» What the task requires:
From the listing below, pull out every line that contains the string "positive".

━━━ Exercise materials ━━━

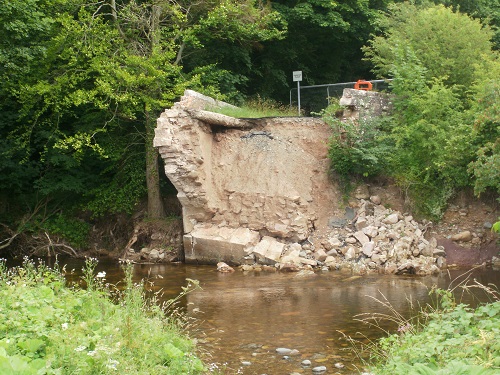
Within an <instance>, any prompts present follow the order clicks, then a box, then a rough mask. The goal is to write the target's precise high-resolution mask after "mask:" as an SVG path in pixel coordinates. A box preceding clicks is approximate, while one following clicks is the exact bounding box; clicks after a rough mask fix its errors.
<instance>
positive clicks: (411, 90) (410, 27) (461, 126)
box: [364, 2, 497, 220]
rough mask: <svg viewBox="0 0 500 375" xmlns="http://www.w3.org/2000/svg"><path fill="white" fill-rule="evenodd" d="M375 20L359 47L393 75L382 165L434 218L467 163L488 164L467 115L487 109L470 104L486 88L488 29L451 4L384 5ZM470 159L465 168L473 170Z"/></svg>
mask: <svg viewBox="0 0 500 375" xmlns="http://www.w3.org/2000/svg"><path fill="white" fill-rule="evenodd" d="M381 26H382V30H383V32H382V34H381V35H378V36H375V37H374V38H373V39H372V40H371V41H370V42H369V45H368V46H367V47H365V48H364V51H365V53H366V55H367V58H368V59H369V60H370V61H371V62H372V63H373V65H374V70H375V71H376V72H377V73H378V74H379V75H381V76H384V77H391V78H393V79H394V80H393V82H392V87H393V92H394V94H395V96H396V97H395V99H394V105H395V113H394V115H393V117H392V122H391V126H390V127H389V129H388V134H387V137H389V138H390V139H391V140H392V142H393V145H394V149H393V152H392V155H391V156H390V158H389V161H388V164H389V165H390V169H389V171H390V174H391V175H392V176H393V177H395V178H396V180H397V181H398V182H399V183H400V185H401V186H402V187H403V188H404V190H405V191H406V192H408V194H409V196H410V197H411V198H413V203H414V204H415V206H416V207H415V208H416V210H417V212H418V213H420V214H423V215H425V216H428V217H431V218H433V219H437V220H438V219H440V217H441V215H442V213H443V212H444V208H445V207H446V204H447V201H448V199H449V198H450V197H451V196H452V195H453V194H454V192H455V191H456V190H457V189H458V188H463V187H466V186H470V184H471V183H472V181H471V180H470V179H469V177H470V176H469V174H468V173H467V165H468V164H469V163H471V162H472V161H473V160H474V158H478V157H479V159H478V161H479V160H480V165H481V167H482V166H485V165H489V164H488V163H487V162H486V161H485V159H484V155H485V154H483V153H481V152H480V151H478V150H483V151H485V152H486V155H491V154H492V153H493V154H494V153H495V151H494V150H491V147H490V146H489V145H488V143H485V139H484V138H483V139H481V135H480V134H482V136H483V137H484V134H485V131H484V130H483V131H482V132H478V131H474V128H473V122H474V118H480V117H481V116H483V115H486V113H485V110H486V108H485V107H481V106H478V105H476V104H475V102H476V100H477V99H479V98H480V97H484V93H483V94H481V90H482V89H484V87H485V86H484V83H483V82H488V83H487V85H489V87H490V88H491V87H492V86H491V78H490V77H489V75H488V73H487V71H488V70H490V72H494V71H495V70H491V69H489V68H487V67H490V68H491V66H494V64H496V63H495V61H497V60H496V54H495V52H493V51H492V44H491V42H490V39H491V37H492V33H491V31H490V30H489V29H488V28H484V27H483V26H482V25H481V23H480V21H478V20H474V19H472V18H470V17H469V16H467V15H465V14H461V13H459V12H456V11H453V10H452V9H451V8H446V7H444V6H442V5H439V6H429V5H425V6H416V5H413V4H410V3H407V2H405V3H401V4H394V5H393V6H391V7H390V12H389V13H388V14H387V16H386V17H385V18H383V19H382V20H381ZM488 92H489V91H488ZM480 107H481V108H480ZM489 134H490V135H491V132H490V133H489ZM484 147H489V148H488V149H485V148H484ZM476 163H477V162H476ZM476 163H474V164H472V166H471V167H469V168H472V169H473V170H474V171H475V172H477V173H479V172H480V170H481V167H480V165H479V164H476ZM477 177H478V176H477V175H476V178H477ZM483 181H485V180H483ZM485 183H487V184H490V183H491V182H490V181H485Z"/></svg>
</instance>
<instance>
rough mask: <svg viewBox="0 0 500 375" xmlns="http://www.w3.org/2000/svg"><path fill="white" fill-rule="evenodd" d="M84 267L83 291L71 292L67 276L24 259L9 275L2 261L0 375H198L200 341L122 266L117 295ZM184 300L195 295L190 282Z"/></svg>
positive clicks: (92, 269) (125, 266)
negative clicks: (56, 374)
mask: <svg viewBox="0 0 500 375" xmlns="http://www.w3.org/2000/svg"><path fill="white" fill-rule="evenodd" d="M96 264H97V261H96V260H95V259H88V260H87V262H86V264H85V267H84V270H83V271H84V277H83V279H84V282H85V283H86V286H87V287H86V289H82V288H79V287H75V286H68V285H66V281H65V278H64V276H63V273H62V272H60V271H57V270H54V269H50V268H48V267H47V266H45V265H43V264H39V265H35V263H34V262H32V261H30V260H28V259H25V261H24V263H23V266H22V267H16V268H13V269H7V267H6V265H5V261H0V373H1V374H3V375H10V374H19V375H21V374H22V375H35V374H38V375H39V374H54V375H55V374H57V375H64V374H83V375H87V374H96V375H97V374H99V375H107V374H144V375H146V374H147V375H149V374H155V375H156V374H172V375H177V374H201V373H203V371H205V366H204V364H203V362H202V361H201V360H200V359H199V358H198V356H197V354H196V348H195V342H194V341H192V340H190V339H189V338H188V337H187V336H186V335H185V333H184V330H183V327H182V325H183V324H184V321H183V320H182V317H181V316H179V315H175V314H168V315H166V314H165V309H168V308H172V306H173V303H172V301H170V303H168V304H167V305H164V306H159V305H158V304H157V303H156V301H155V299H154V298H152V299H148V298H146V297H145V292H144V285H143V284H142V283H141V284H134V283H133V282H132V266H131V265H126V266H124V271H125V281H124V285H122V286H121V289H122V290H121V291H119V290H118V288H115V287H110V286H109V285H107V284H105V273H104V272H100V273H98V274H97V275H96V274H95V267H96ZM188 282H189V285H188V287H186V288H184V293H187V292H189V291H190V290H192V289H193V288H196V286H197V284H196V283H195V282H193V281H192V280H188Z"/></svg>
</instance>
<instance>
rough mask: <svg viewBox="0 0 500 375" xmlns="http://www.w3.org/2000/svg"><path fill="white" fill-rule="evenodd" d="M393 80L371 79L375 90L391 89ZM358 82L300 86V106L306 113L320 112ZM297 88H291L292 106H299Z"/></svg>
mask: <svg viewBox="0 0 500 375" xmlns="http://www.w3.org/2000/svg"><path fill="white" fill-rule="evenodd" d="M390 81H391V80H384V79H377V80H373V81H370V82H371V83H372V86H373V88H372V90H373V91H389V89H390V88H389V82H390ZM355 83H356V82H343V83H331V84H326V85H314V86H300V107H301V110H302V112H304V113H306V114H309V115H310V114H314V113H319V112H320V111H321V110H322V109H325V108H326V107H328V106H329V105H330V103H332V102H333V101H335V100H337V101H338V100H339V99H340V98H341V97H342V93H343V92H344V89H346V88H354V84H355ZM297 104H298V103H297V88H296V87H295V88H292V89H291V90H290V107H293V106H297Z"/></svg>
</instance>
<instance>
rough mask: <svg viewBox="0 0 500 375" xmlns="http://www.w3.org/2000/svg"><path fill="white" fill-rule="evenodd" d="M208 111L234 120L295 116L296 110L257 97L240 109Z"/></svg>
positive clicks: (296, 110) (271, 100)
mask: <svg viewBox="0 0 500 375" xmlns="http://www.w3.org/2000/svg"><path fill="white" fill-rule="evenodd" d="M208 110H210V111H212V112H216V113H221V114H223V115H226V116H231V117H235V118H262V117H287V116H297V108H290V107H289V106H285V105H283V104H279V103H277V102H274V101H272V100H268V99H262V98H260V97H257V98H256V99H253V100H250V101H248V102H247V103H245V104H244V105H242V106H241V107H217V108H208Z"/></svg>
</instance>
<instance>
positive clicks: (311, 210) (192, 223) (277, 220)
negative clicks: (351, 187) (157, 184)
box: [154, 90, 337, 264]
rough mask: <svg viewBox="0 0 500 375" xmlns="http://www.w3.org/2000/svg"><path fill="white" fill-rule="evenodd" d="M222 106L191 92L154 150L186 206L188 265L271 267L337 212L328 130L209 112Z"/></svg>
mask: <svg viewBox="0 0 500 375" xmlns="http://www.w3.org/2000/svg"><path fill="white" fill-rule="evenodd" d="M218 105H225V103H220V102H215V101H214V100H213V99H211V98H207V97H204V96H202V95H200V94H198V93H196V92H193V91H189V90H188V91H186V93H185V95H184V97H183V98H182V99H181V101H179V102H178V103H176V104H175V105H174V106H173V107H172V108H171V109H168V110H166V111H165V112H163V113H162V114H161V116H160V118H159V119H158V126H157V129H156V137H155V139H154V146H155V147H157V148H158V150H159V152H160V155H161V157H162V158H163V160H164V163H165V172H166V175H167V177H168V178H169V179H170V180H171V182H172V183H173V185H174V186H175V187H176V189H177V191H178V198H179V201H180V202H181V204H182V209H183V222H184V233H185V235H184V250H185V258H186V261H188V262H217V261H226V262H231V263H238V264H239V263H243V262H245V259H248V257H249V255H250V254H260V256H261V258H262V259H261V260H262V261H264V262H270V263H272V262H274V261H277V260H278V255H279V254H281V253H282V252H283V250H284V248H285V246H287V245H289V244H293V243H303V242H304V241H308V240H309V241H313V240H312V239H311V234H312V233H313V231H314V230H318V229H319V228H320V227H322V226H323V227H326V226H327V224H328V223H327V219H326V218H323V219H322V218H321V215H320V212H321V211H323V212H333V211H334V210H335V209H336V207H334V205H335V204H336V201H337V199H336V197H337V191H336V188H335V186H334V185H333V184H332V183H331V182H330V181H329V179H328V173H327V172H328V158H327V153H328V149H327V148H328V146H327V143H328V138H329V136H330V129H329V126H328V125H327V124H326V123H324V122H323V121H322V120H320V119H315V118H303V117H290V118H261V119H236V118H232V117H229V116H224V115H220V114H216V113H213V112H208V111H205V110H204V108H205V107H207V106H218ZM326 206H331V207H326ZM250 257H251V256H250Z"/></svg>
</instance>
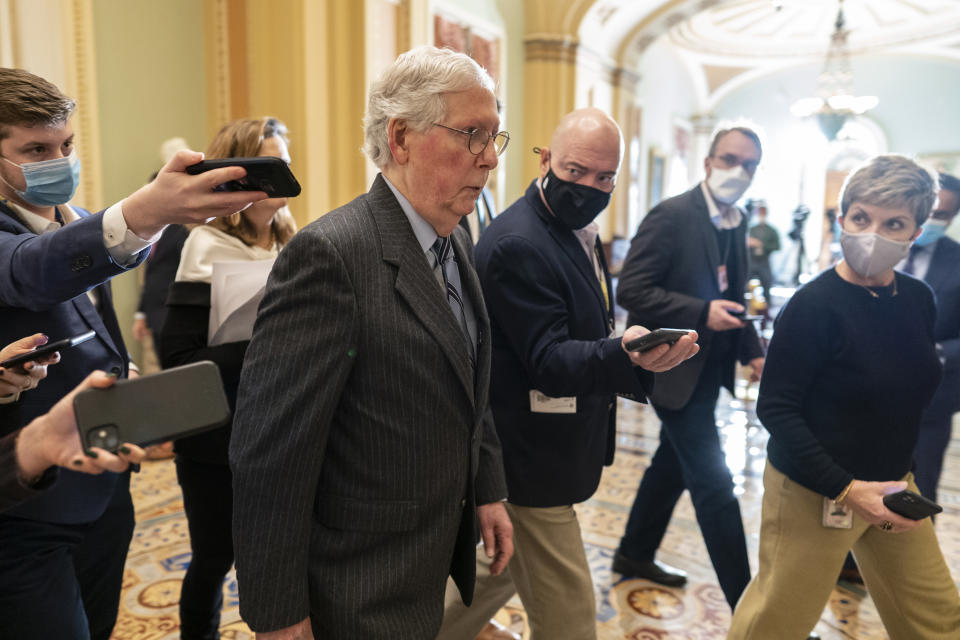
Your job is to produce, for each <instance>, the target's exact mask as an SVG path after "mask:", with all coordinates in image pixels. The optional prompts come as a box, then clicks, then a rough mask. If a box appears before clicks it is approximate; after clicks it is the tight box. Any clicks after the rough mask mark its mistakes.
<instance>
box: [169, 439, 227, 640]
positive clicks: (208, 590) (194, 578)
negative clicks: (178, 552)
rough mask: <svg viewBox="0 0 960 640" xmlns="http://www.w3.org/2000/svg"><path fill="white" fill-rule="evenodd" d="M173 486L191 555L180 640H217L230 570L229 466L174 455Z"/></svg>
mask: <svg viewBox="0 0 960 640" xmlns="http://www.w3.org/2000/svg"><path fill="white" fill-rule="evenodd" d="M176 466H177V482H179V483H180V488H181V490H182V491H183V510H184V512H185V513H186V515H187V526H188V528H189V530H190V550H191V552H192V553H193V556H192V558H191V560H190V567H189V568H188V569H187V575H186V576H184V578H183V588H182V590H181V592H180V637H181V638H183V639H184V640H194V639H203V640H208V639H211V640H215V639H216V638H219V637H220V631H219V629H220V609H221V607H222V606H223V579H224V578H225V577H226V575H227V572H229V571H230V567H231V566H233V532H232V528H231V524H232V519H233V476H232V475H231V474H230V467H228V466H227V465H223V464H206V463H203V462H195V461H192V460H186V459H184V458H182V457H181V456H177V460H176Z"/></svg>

━━━
━━━ Exercise materials ━━━

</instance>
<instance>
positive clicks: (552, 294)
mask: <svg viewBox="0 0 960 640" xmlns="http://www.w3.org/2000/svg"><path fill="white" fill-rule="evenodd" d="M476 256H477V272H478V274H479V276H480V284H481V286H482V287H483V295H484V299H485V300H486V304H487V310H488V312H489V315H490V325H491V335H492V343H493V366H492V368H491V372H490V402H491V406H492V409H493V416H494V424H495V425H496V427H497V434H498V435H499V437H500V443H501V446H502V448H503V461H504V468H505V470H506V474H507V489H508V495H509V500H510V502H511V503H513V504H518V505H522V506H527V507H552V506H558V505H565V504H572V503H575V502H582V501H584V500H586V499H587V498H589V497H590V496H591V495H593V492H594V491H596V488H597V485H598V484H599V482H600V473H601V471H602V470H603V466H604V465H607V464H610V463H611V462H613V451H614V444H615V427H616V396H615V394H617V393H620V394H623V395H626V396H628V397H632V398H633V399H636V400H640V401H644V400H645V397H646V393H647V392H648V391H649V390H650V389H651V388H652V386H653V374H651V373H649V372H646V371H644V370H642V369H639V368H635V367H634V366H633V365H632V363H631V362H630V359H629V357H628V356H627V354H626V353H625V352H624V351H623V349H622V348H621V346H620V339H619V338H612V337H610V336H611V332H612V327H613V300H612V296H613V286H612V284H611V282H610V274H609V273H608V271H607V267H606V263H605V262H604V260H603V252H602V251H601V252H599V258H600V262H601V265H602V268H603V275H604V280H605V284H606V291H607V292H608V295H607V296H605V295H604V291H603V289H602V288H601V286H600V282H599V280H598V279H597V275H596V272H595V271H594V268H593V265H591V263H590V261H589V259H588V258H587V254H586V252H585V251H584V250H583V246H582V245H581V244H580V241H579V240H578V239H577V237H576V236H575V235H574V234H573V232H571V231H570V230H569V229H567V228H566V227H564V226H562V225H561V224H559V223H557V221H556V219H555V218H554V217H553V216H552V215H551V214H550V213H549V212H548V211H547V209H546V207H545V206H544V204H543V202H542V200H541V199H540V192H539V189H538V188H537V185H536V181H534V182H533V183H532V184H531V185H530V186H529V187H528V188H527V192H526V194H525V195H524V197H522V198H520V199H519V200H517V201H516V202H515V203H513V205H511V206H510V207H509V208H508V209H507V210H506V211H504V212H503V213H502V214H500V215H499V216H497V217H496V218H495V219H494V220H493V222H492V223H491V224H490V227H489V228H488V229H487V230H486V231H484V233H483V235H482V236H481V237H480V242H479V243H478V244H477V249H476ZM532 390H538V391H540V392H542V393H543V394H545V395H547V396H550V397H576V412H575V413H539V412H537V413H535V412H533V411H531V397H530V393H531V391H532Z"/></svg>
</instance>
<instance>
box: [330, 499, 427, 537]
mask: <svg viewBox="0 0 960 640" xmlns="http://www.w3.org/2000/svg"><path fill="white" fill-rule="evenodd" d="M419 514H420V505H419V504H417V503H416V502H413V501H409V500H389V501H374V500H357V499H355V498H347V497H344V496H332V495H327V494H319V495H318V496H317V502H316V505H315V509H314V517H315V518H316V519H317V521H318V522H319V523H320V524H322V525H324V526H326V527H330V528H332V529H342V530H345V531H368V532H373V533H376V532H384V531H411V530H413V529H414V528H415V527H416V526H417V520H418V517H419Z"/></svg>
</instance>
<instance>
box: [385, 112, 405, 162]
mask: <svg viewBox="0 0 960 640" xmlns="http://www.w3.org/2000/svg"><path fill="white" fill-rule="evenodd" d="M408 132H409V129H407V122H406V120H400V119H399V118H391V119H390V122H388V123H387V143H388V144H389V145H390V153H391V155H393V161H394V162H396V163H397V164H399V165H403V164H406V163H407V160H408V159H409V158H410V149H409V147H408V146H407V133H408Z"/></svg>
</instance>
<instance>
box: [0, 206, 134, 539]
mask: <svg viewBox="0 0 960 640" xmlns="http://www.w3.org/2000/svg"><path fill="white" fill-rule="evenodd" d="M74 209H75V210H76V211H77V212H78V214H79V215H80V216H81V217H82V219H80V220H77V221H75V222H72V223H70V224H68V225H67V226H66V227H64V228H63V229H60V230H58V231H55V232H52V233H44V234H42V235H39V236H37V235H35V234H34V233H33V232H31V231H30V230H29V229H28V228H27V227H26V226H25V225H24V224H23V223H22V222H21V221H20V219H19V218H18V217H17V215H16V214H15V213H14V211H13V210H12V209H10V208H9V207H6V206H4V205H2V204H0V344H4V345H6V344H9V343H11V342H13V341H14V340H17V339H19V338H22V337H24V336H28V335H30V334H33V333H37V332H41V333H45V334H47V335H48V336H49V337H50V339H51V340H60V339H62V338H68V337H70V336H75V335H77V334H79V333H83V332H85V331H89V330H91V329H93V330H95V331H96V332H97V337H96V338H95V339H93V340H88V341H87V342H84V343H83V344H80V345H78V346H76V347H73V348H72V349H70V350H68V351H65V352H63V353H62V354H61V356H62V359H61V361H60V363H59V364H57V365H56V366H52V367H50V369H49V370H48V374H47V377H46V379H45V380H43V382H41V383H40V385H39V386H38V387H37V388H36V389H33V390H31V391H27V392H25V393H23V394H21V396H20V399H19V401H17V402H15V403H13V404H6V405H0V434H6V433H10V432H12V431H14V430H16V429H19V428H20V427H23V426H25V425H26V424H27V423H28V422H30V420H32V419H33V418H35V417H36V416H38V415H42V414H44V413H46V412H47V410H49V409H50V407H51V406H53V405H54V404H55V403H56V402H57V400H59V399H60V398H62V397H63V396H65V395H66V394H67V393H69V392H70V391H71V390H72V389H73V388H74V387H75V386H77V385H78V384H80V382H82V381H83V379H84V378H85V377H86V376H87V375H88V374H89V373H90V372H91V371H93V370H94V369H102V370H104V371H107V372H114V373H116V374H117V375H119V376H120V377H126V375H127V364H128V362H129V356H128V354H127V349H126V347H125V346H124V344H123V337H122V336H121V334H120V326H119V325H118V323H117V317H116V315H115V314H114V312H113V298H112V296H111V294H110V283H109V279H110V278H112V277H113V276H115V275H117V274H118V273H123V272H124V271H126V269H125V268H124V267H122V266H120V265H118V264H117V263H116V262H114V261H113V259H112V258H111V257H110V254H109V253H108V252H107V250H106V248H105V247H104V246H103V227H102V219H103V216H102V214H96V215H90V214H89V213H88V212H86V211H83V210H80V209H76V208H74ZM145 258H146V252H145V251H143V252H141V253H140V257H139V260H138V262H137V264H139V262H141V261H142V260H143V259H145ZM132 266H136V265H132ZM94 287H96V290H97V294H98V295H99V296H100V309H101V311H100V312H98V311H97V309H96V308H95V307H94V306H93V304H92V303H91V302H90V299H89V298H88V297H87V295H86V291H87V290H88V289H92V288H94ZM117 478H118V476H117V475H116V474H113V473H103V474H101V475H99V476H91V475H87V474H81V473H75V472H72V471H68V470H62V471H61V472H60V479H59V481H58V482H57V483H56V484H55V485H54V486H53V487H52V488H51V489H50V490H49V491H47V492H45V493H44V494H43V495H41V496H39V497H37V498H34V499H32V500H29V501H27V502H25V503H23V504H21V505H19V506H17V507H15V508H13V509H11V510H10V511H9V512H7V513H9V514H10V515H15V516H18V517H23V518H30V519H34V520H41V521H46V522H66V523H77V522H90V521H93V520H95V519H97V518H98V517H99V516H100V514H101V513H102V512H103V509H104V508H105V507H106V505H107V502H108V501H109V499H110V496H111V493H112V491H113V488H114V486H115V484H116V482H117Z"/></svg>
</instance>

━━━
━━━ Exercise materials ━━━

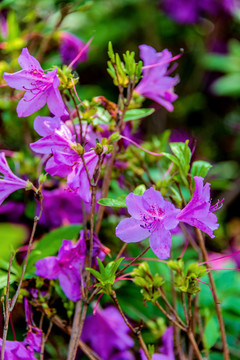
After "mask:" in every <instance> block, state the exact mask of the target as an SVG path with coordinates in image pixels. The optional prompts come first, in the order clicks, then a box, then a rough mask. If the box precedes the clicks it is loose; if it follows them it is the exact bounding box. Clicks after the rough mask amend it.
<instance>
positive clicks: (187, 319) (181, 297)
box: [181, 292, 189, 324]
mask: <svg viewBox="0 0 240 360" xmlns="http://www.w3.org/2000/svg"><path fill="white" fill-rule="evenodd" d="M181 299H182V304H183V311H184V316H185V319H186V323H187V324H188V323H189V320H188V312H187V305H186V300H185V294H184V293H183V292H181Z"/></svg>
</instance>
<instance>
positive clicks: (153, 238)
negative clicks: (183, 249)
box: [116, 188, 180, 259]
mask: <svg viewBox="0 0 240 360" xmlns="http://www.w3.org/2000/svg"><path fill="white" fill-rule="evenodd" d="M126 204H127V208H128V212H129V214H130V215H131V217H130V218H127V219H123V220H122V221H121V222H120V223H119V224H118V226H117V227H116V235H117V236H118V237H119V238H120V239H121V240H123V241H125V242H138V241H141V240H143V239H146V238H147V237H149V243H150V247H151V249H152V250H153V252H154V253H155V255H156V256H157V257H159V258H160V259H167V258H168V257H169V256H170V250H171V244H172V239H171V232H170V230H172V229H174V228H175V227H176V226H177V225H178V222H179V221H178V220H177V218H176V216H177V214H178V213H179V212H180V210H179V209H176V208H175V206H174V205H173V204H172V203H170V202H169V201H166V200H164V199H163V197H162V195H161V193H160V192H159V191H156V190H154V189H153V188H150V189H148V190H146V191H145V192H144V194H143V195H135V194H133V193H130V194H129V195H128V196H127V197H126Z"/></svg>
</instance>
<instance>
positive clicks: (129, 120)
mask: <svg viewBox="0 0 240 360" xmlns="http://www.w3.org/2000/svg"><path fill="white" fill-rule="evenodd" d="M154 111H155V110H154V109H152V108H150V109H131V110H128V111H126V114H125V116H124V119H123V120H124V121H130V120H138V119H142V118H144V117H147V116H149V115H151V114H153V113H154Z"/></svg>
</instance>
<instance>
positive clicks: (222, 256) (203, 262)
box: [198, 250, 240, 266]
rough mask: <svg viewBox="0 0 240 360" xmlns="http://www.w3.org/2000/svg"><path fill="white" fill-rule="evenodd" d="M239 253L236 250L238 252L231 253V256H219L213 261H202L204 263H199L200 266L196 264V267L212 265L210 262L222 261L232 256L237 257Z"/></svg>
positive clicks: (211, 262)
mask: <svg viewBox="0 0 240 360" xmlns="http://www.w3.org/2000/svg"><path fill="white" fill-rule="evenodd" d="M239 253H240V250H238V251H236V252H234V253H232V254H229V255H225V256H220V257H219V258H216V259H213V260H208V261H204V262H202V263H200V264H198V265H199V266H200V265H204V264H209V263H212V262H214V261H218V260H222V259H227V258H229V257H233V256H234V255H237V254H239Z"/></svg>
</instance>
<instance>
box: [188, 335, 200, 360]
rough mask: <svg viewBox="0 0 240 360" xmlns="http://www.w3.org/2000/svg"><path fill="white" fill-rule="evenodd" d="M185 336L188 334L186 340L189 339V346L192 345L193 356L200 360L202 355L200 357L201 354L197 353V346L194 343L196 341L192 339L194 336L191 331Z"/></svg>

━━━

» Result for this exercise:
positive clicks: (411, 90) (410, 27) (461, 126)
positive clicks: (92, 269) (125, 266)
positive clicks: (296, 110) (271, 100)
positive clicks: (311, 210) (192, 223) (277, 220)
positive clicks: (208, 590) (194, 578)
positive clicks: (552, 294)
positive clicks: (187, 319) (181, 297)
positive clicks: (153, 238)
positive clicks: (129, 120)
positive clicks: (222, 256) (203, 262)
positive clicks: (211, 262)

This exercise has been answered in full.